>>
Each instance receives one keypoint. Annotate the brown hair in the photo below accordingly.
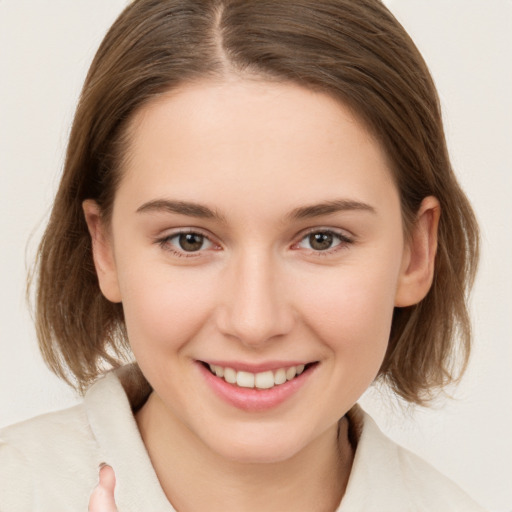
(353, 50)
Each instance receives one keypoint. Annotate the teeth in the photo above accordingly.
(245, 379)
(262, 380)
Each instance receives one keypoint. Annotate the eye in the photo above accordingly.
(323, 240)
(186, 242)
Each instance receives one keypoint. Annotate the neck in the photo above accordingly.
(194, 477)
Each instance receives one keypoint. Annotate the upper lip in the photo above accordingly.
(256, 368)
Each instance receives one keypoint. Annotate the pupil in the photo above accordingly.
(191, 242)
(320, 241)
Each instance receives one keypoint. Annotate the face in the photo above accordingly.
(256, 235)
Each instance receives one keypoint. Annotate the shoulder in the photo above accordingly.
(50, 462)
(48, 453)
(387, 477)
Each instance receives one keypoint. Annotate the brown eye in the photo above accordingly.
(324, 241)
(321, 241)
(191, 242)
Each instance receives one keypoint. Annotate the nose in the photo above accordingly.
(254, 307)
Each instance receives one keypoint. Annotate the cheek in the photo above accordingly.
(163, 309)
(351, 311)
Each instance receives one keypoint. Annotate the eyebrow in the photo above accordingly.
(200, 211)
(329, 207)
(181, 207)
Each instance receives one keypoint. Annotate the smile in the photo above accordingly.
(265, 387)
(262, 380)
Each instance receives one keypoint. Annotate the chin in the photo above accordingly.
(257, 448)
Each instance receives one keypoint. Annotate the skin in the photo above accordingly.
(253, 153)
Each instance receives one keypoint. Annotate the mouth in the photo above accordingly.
(262, 380)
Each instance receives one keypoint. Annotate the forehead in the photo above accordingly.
(242, 137)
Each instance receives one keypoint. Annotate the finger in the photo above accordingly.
(102, 498)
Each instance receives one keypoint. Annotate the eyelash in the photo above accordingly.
(343, 242)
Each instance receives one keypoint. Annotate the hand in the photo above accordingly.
(102, 498)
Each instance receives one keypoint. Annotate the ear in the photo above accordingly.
(102, 251)
(417, 271)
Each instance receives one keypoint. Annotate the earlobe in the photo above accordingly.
(102, 251)
(417, 270)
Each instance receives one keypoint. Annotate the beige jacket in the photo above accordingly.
(50, 463)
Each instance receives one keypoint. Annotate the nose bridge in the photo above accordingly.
(254, 307)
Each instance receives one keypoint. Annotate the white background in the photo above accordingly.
(45, 50)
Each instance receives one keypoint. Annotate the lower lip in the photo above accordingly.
(253, 399)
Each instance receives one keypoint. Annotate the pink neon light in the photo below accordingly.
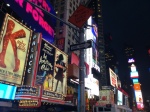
(37, 14)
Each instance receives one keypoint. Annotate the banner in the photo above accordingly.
(106, 97)
(14, 44)
(46, 66)
(31, 68)
(52, 69)
(60, 74)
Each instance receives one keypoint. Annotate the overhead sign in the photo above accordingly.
(14, 46)
(35, 17)
(113, 78)
(83, 45)
(80, 16)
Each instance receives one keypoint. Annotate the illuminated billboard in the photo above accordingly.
(35, 17)
(14, 44)
(138, 96)
(135, 81)
(120, 98)
(106, 97)
(133, 68)
(131, 60)
(134, 74)
(136, 86)
(7, 91)
(52, 69)
(113, 78)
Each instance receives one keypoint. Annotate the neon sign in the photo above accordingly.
(35, 17)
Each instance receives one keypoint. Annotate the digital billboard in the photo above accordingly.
(138, 96)
(106, 97)
(134, 74)
(7, 91)
(52, 69)
(113, 78)
(120, 98)
(60, 72)
(135, 81)
(133, 68)
(35, 17)
(14, 44)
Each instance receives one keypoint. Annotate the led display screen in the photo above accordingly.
(133, 68)
(7, 91)
(134, 74)
(135, 81)
(120, 98)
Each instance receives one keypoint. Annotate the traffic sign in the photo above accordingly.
(80, 16)
(83, 45)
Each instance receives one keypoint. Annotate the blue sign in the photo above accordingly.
(35, 17)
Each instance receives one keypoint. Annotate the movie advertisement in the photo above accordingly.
<<
Written task
Reproduce all of the material above word for word, omitting the pictures.

Solution below
Each instance receives one keypoint. Annotate the brown hair in the photo below accordingly.
(353, 50)
Each instance receives one keypoint. Annotate the teeth in the photo above accordingly.
(245, 379)
(262, 380)
Each instance receives one keypoint. Annotate the eye in the photo above accordingly.
(323, 240)
(186, 242)
Each instance receives one keypoint. Annotate the neck in the photo above accordingly.
(194, 477)
Each instance receives one keypoint. Annotate the upper lip in the photo above accordingly.
(256, 368)
Each instance receives one keypoint. Annotate the pupil in the photo above accordingly.
(191, 242)
(320, 241)
Each instance receives one keypoint. Annotate the face in the photo above accordingly.
(256, 235)
Each instance receives one keypoint. Annotate the shoulder in the photo above accordingly.
(50, 462)
(48, 453)
(387, 477)
Each instance receives one keypoint. Annotate the brown eye in the photo above accordingly.
(324, 241)
(321, 241)
(191, 242)
Each instance receives one keypoint. Annotate the nose in the photo above accordingly.
(254, 307)
Each instance receives one keypoint. Annotate the cheek in the photo above accordingly.
(163, 309)
(351, 311)
Each instance receives one keypoint. Annotate the eyebrow in the photo above accordingly.
(200, 211)
(329, 207)
(181, 207)
Each instance receives one keypoint. Annotate the smile in the photo above accordingly.
(265, 387)
(262, 380)
Each instance receives one keypoint. Annotate the chin in the photo above accordingly.
(257, 448)
Each instance receives one keypoint. Annotate the skin in the photo above accordingly.
(253, 153)
Each instance receives one keypoint. Annotate the mouth in the photo above accordingly.
(262, 380)
Each instance receives one keypoint. Annotate the forehead in the photo above accordingly.
(242, 137)
Each instance receives one keypoint. Annotate the finger in the photo above accordingly.
(102, 498)
Each instance receives one keypoint. Annotate the eyelash in the photo above accordingly.
(343, 242)
Each instance receives one keypoint. Annotate the hand in the photo above accordingly.
(102, 498)
Each instance receives one keypoint. Annotate the ear in the photo above accordingly.
(102, 251)
(417, 271)
Each instance receives one keypoint. Annotate the earlobe in the photo above accordingly.
(102, 251)
(417, 270)
Each instance receives one keypoint. Annotate the beige jacket in the photo above accordingly.
(50, 463)
Each instance receives one keypoint. Annotate the nose bridge in the photo above accordingly.
(254, 307)
Each instance receives one keypoint. Annotate the white background in the photo above accordingly.
(45, 50)
Each instance receives one keypoint. Annotate the lower lip in the photo above accordingly.
(253, 399)
Each instance receives one keypoint. Annotate the pink neon light in the photo below accordingly.
(37, 14)
Each instance receives one keypoint. Annotate the banner in the photo above accordingly.
(106, 97)
(14, 44)
(46, 66)
(31, 68)
(52, 69)
(60, 74)
Each instance receives one keypoint. Annotate the overhead sign in the photo above accordingly.
(14, 46)
(35, 17)
(113, 78)
(83, 45)
(80, 16)
Each instance receives one keypoint. Annotate the illuminated billboard in the photo above accordingly.
(35, 17)
(14, 44)
(138, 96)
(135, 81)
(120, 98)
(106, 97)
(133, 68)
(131, 60)
(134, 74)
(136, 86)
(7, 91)
(52, 69)
(113, 78)
Each instance receives one keypoint. Annotate the neon sign in the photo above accordingly.
(35, 17)
Each instance receives one keypoint. Annotate the digital billboard in the photo above accordingly.
(138, 96)
(106, 97)
(134, 74)
(7, 91)
(52, 69)
(113, 78)
(120, 98)
(60, 72)
(135, 81)
(133, 68)
(35, 17)
(14, 44)
Each instance receives one keypoint. Annotate the led display screen in the photo above accordingly.
(133, 68)
(7, 91)
(134, 74)
(135, 81)
(120, 98)
Each instance receives one keypoint. Annotate the traffic sign in the photo above accordingly.
(80, 16)
(83, 45)
Each instance receives one keypoint. Annotate the blue sign in the photo above accordingly.
(35, 17)
Each instance receives one keypoint. Annotate the movie advertisement in the photo above accordingly.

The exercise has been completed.